▶ Document:
Did you build tesseract by yourself or did you installed it from some package?
Can you send 'ldd /usr/local/bin/tesseract'?

Original comment by zde...@gmail.com on 2 Mar 2012 at 1:45

GoogleCodeExporter commented 9 years ago
Yes, I compiled it.

Following is the output from ldd:

$ ldd /usr/local/bin/tesseract
        linux-gate.so.1 =>  (0x00c3d000)
        libtesseract.so.3 => /usr/local/lib/libtesseract.so.3 (0x00292000)
        liblept.so.2 => /usr/local/lib/liblept.so.2 (0x00110000)
        libpthread.so.0 => /lib/libpthread.so.0 (0x00ad0000)
        libstdc++.so.6 => /usr/lib/libstdc++.so.6 (0x007bb000)
        libm.so.6 => /lib/libm.so.6 (0x00560000)
        libgcc_s.so.1 => /lib/libgcc_s.so.1 (0x0058a000)
        libc.so.6 => /lib/libc.so.6 (0x005a8000)
        libtiff.so.3 => /usr/lib/libtiff.so.3 (0x00738000)
        /lib/ld-linux.so.2 (0x00f5c000)
        libjpeg.so.62 => /usr/lib/libjpeg.so.62 (0x00ba6000)
        libz.so.1 => /lib/libz.so.1 (0x0079a000)

Original comment by easternc...@gmail.com on 2 Mar 2012 at 8:38

GoogleCodeExporter commented 9 years ago
Just to confirm: have you installed the required language data files (which 
were updated for v3.01)?  I can reproduce this exact error (i.e., a SEGFAULT in 
ComputeIntCharNormArray) if the "XXX.traineddata" (and associated files) aren't 
present (or aren't readable in the expected location).  The language-specific 
training files are available from the downloads page.

▶ Excerpted data:

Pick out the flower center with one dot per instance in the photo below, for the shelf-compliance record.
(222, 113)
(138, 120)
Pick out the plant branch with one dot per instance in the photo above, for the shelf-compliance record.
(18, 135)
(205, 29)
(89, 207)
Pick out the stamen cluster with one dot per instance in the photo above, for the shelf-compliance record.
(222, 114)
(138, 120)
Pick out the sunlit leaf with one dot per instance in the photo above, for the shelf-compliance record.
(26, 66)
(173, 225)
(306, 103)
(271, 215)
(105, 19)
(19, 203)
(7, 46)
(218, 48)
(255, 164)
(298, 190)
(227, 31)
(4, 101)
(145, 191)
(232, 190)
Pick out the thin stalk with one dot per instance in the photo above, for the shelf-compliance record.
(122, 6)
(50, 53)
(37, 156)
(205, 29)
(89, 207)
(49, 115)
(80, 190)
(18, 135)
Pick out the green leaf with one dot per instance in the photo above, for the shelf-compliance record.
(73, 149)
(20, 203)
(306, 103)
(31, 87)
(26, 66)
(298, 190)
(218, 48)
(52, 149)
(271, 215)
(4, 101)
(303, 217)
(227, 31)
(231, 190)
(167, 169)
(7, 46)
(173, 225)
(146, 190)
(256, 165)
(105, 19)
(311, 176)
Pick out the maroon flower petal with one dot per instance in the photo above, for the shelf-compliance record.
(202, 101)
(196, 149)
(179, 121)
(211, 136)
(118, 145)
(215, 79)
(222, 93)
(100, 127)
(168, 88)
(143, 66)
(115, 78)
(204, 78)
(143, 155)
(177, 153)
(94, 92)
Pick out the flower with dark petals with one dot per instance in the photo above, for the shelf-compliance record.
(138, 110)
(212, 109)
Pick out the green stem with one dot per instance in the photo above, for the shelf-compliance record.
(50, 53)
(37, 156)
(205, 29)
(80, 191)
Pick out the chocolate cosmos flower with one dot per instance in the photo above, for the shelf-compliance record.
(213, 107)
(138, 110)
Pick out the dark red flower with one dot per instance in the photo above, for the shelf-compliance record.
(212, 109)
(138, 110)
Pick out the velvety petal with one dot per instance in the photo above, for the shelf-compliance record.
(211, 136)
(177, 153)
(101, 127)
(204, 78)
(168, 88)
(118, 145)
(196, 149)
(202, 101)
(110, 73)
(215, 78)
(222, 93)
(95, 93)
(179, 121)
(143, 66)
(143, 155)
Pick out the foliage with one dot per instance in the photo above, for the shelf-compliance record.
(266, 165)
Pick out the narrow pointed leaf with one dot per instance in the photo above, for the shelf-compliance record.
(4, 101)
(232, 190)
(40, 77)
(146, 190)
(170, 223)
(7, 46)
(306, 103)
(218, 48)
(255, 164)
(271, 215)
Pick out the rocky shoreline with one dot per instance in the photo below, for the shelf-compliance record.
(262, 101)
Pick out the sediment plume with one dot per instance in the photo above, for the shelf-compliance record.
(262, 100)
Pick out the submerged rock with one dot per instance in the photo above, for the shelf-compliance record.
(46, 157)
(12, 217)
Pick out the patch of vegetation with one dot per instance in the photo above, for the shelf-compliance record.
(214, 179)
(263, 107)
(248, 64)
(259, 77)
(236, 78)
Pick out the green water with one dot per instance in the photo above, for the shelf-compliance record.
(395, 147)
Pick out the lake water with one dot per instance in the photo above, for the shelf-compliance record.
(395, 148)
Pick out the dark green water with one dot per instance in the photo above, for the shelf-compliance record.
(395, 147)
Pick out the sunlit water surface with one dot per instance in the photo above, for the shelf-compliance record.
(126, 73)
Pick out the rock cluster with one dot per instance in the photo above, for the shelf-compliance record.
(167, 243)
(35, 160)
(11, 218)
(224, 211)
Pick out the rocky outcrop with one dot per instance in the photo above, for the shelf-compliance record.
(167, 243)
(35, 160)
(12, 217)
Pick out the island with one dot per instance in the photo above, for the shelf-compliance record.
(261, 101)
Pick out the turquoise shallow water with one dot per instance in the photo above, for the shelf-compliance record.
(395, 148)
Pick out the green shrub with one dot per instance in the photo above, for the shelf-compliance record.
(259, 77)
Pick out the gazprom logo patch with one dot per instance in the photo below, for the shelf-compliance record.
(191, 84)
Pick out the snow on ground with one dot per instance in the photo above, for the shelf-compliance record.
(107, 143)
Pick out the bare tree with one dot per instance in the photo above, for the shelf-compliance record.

▶ Tasks to perform:
**A)** In the tesseract troubleshooting thread, what function is named as the location of the segmentation fault that the commenter can reproduce?
**B)** Write the next part of the tesseract troubleshooting thread, picking up after its final sentence.

▶ Exercise answers:
**A)** ComputeIntCharNormArray

**B)**
Original comment by courtney...@gmail.com on 18 Mar 2012 at 4:48

GoogleCodeExporter commented 9 years ago
Hi,

Thanks, works like a charm after installing the language pack.

Can you please tell me how can I install all the languages pack?

Original comment by easternc...@gmail.com on 18 Mar 2012 at 10:47

GoogleCodeExporter commented 9 years ago
[deleted comment]
GoogleCodeExporter commented 9 years ago
If you downloaded/used tesseract-3.01.tar.gz, than you have to download all 
relevant files manually and install them manually.

Or you can use svn version: install svn and than run:
$ svn checkout http://tesseract-ocr.googlecode.com/svn/trunk/ tesseract-ocr
$ cd tesseract-ocr

and follow instruction in INSTALL.svn[1] But be aware: language data files are 
more than 600MB!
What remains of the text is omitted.